--- WHAT THIS EXERCISE ASKS ---
A - Repeat the passage of the container runtime text from "Runtime Language Isolation" up to and including "Strong isolation (sandboxing)".
B - Give back each line of the records that contains the string "rock".

--- SOURCE TEXT ---
OCI Distribution Specification

Defines how images are pushed/pulled from registries (HTTP API).


6. The Runtime Architecture

The container ecosystem has multiple layers of runtimes:

┌─────────────────────────────────────────────────────────┐
│                    User Interface                        │
│              (Docker CLI, Podman, nerdctl)              │
└───────────────────────────┬─────────────────────────────┘
                            │
┌───────────────────────────▼─────────────────────────────┐
│                  Container Engine                        │
│              (Docker Daemon, Podman)                     │
│         - Image management                               │
│         - Network management                             │
│         - Volume management                              │
│         - API server                                     │
└───────────────────────────┬─────────────────────────────┘
                            │
┌───────────────────────────▼─────────────────────────────┐
│               High-Level Runtime                         │
│              (containerd, CRI-O)                         │
│         - Image pull/push                                │
│         - Container lifecycle                            │
│         - Snapshot management                            │
│         - Execution supervision                          │
└───────────────────────────┬─────────────────────────────┘
                            │
┌───────────────────────────▼─────────────────────────────┐
│                Low-Level Runtime                         │
│              (runc, crun, youki, gVisor, Kata)          │
│         - Namespace creation                             │
│         - Cgroup configuration                           │
│         - Process execution                              │
│         - OCI runtime-spec implementation                │
└───────────────────────────┬─────────────────────────────┘
                            │
┌───────────────────────────▼─────────────────────────────┐
│                    Linux Kernel                          │
│         - Namespaces                                     │
│         - Cgroups                                        │
│         - Seccomp                                        │
│         - Capabilities                                   │
│         - OverlayFS                                      │
└─────────────────────────────────────────────────────────┘

Low-Level Runtimes Comparison

Runtime Language Isolation Use Case
runc Go Namespaces Default, most compatible
crun C Namespaces Faster startup, lower memory
youki Rust Namespaces Memory safety, modern
gVisor Go User-space kernel Strong isolation (sandboxing)

--- RECORDS FOR THE TASK ---
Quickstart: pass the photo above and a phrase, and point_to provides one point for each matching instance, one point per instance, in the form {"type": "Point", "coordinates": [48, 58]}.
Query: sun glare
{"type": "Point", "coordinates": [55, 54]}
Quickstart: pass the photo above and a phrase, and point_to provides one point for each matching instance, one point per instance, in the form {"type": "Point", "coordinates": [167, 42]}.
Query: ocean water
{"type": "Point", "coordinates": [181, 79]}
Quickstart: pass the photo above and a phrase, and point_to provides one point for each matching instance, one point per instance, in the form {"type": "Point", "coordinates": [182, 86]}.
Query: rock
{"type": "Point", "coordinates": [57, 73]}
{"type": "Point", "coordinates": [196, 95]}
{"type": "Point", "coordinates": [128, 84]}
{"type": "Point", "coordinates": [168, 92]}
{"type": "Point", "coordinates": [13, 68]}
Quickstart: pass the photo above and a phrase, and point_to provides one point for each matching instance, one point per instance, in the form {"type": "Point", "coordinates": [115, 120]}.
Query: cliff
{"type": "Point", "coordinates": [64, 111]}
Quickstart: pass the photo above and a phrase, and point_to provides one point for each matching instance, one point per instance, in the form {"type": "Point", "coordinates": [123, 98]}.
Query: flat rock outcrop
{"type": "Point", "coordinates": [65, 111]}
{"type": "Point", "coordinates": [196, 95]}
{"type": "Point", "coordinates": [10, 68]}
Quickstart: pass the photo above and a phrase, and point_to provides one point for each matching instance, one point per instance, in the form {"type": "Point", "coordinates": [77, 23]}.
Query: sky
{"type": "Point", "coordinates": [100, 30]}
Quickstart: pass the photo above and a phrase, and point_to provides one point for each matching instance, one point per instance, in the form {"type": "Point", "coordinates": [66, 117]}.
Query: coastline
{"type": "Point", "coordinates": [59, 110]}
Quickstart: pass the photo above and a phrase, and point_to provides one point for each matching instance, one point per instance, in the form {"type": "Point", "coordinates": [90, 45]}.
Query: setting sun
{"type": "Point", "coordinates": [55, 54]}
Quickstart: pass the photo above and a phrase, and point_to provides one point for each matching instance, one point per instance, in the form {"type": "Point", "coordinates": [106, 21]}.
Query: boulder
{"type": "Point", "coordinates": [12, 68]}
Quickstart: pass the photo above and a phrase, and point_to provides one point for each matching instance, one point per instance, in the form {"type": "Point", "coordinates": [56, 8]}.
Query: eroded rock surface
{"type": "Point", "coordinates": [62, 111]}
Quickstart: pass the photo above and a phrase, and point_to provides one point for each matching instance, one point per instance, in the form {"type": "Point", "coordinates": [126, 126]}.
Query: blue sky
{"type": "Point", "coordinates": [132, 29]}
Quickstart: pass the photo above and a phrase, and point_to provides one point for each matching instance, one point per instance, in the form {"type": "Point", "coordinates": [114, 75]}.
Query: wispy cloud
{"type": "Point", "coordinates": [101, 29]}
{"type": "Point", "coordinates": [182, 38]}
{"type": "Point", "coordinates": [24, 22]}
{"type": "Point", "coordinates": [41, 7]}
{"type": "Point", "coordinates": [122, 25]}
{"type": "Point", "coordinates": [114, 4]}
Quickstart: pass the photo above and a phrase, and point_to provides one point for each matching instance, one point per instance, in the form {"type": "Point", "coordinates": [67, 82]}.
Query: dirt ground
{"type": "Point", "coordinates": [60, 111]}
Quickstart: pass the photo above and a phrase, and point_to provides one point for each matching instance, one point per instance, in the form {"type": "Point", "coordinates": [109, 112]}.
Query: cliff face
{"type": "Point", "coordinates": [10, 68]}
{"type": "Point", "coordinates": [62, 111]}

--- RESULTS ---
A -
Runtime Language Isolation Use Case
runc Go Namespaces Default, most compatible
crun C Namespaces Faster startup, lower memory
youki Rust Namespaces Memory safety, modern
gVisor Go User-space kernel Strong isolation (sandboxing)

B -
Query: rock
Query: flat rock outcrop
Query: eroded rock surface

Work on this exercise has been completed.